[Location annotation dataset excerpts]
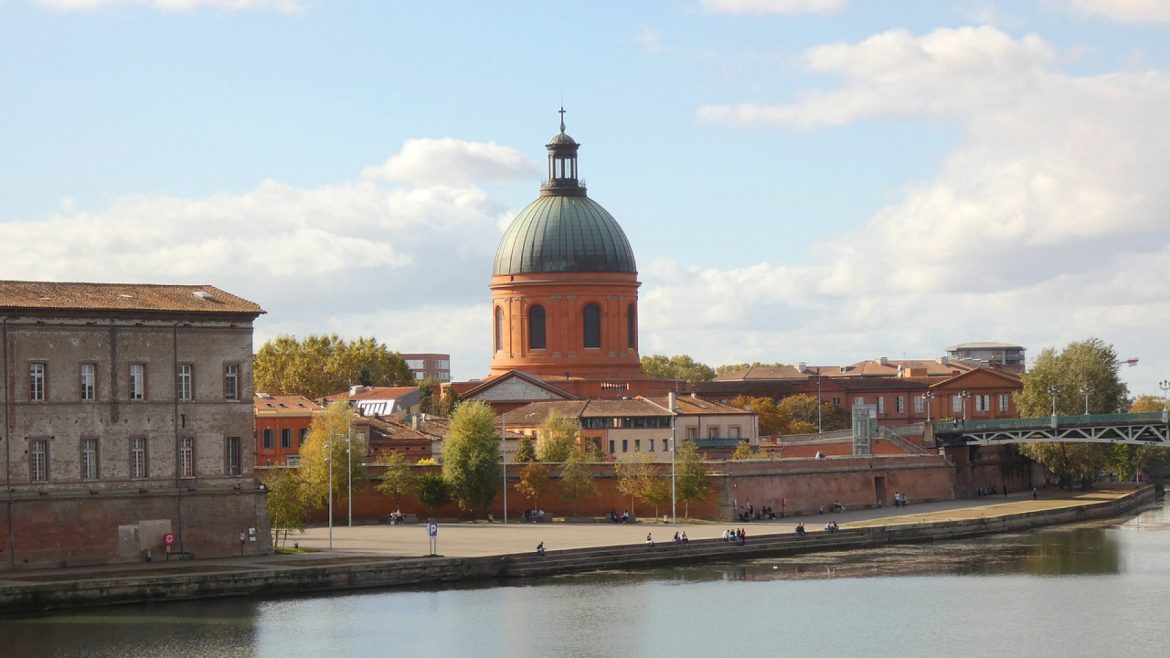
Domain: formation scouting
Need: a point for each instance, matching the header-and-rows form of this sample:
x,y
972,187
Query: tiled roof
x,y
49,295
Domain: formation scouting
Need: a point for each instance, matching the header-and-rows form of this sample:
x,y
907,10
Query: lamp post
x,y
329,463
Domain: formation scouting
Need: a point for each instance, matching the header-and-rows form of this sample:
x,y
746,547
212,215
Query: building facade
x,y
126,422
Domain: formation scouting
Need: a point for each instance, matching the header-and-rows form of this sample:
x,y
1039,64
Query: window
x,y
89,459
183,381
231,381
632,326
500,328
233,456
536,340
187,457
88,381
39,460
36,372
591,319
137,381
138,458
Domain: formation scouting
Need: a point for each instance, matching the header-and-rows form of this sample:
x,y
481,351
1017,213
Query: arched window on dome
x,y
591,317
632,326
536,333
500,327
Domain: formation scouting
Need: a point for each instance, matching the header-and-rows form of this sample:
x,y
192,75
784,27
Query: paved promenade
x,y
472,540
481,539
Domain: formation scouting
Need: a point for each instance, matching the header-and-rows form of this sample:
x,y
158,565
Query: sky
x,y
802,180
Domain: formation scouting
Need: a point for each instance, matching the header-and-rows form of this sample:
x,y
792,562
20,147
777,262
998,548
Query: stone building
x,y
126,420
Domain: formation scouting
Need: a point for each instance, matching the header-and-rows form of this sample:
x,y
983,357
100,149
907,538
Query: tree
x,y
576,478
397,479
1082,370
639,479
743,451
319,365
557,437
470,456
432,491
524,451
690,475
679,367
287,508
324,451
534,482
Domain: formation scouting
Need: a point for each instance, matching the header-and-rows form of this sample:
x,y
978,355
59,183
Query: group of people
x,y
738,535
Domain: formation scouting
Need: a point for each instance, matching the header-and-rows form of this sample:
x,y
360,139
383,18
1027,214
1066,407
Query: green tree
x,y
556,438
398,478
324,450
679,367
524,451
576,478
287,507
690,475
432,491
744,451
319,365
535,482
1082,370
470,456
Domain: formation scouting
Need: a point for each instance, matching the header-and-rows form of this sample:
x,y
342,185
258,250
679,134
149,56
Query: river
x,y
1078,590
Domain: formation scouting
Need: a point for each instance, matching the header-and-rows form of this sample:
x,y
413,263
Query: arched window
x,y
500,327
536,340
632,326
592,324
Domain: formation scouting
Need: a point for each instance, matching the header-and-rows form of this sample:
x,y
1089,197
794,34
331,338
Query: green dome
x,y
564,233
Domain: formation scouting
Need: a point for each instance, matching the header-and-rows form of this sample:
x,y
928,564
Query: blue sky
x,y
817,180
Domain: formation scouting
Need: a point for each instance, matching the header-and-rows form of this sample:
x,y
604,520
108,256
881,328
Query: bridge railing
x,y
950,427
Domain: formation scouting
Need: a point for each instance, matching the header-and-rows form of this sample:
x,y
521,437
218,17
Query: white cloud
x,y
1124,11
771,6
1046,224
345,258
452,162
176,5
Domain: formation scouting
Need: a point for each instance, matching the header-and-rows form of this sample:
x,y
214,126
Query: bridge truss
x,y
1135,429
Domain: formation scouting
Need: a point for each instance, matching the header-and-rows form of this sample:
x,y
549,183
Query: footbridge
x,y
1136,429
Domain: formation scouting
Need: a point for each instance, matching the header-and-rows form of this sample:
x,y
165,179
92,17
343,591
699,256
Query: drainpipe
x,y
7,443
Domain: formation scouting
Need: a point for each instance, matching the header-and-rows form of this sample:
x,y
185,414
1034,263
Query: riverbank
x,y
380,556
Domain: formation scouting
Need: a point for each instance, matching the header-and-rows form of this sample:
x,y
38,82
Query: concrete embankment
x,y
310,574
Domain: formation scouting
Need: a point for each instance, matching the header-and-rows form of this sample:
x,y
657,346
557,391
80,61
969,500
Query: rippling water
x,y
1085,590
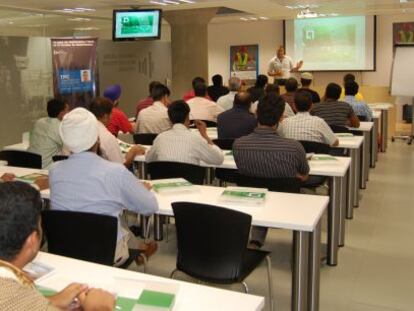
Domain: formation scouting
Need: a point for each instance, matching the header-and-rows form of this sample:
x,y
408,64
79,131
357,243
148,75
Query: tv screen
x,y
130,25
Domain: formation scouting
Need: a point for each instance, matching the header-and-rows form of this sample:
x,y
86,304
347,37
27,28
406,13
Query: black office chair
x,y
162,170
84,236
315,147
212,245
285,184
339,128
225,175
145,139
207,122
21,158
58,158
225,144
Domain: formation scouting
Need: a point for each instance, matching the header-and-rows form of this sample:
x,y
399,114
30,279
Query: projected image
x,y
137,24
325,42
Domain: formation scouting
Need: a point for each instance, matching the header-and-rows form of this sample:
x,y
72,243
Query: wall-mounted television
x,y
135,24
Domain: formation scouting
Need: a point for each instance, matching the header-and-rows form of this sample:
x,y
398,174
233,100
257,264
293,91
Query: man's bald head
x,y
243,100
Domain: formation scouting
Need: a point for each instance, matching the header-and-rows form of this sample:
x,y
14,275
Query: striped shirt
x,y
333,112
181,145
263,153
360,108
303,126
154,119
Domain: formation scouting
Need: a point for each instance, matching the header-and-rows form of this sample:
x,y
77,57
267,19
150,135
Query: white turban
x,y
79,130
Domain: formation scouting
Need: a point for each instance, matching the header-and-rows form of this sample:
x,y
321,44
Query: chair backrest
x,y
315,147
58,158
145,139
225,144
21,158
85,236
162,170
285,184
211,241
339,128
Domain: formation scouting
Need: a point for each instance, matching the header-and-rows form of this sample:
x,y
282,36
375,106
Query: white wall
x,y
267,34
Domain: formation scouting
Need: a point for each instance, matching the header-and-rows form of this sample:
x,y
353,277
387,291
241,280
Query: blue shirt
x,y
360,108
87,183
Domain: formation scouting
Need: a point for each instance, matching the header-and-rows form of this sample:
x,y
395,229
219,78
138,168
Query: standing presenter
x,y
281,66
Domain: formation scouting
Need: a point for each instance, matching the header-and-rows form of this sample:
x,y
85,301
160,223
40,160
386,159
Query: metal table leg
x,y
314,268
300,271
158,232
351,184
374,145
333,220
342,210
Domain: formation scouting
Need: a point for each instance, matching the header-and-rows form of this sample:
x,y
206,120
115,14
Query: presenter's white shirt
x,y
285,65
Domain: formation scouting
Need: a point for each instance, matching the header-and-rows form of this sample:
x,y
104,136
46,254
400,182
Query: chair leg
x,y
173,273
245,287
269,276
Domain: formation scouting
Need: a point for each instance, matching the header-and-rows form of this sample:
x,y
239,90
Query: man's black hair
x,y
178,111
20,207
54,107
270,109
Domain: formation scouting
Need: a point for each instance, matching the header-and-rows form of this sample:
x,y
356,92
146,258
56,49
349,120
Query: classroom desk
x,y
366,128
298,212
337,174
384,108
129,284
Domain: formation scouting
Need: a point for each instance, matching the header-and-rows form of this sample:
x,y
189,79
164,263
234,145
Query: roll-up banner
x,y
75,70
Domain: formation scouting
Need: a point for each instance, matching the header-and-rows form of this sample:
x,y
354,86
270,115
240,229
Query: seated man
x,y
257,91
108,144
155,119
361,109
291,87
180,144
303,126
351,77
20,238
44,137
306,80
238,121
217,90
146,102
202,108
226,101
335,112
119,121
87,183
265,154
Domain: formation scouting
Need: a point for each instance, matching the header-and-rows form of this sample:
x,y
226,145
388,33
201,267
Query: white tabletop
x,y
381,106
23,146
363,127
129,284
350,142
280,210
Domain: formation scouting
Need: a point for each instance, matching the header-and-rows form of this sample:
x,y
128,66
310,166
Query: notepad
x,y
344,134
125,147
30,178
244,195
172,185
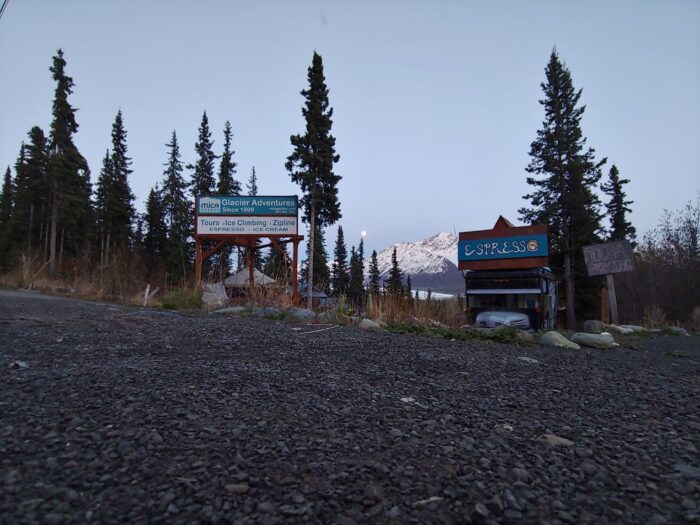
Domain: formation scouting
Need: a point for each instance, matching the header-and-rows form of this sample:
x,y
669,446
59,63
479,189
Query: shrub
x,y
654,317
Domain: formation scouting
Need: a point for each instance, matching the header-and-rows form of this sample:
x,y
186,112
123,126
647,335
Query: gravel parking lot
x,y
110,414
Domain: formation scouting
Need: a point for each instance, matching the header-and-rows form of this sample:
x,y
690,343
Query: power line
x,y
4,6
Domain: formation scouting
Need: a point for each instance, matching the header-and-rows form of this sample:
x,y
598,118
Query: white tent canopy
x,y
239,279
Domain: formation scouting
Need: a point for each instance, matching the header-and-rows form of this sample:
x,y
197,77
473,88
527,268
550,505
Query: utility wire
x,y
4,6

§ **TASK INSTRUCTIONS**:
State how many lines of the listing above contain the string "arched", treating case as significant. Reply with the number alone.

§ **EXERCISE ANSWER**:
2